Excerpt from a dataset
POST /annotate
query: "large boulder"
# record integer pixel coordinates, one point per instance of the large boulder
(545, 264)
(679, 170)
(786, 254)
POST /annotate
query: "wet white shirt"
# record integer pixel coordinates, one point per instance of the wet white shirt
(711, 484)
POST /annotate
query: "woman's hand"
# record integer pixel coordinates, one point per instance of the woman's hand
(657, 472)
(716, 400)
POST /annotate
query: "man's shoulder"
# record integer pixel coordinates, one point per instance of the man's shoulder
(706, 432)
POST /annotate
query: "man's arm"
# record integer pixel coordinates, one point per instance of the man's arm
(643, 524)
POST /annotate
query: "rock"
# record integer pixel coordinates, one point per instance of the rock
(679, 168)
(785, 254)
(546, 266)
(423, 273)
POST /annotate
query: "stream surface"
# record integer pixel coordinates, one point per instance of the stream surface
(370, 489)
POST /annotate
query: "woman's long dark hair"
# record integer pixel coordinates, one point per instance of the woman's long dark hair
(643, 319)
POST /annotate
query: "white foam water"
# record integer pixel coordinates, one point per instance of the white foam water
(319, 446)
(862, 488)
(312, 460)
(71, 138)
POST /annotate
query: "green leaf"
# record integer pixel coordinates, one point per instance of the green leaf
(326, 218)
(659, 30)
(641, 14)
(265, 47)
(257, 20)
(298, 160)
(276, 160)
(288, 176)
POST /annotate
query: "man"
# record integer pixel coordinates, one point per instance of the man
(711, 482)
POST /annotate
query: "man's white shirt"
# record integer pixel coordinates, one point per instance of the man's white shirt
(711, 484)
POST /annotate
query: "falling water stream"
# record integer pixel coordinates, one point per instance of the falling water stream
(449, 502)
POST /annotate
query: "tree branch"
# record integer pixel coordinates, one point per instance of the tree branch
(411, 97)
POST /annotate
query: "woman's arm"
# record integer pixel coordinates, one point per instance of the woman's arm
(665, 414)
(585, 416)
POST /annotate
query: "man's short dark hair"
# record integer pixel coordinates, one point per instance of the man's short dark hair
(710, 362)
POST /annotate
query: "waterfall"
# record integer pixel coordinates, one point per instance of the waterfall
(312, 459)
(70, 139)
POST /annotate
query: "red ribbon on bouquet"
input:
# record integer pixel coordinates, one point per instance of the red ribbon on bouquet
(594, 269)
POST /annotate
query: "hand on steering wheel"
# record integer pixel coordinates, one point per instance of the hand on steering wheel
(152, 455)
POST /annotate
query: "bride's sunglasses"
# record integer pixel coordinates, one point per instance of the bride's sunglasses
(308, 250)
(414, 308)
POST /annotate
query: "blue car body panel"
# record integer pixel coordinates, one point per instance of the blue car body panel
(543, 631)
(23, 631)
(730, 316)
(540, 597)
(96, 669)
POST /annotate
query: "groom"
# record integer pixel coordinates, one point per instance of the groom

_Job_
Copy the records above exactly as they appear.

_Complete answer_
POST /annotate
query: "large boulder"
# record integer pixel coordinates, one point per instance of the large boulder
(545, 264)
(679, 170)
(786, 254)
POST /annotate
query: "wet white shirt"
# record integer pixel coordinates, one point per instance of the wet white shirt
(711, 484)
POST /annotate
query: "woman's hand"
# record integer pixel coordinates, one point per instance of the woman's hand
(657, 472)
(716, 400)
POST /annotate
query: "man's shoulder"
# record integer pixel coordinates, one point per instance of the man's shoulder
(706, 432)
POST /annotate
query: "man's arm"
# record integer pixel coordinates, one point per instance of the man's arm
(643, 524)
POST /annotate
query: "rock"
# record integer pixel coordinates, one point per instance of the rock
(679, 168)
(785, 254)
(546, 266)
(423, 273)
POST /annotate
query: "stream surface"
# record integer pixel coordinates, one point per instance of the stream surface
(370, 489)
POST /annotate
query: "woman's long dark hair"
# record integer pixel coordinates, one point per instance of the woman's long dark hair
(643, 319)
POST /annotate
query: "white foam water"
# record integer pixel coordinates, one point per instance of the white foam water
(319, 446)
(862, 488)
(312, 460)
(71, 138)
POST /annotate
query: "green leaf"
# record integer pixel coordinates, one point per instance of the green leaf
(326, 218)
(659, 30)
(641, 14)
(265, 47)
(257, 20)
(298, 160)
(276, 160)
(288, 176)
POST /annotate
query: "man"
# record integer pixel coordinates, one point per instance of the man
(711, 482)
POST /annotate
query: "man's white shirt"
# record integer pixel coordinates, one point per instance of the man's white shirt
(711, 484)
POST /annotate
query: "falling water stream"
# record integer pixel coordinates, one point per instance of the falling water stream
(449, 502)
POST /annotate
query: "tree branch"
# record integer pixel coordinates, one point per instance of the tree branch
(411, 97)
POST /annotate
query: "woman's arm"
# record integer pixel coordinates, one point per instance of the woman's arm
(665, 414)
(585, 416)
POST /annotate
query: "man's short dark hair"
# record integer pixel coordinates, one point per instance of the man's short dark hair
(710, 362)
POST /annotate
query: "waterfall"
# record integer pixel coordinates, one point per instance of the waterfall
(312, 459)
(70, 139)
POST /annotate
query: "red ribbon on bouquet"
input:
# record integer pixel coordinates, one point per instance of the red ribbon on bouquet
(594, 269)
POST /annotate
query: "hand on steering wheel"
# record integer pixel coordinates, one point per instance of the hand on steering wheel
(152, 455)
POST /annotate
query: "bride's sunglasses"
# record integer pixel coordinates, one point per instance of the bride's sunglasses
(308, 250)
(414, 308)
POST /annotate
query: "blue car body panel"
# record integer pixel coordinates, one point per instance of the blue car body panel
(543, 631)
(23, 631)
(730, 316)
(540, 597)
(96, 669)
POST /annotate
query: "groom"
# record integer pixel coordinates, one point per instance of the groom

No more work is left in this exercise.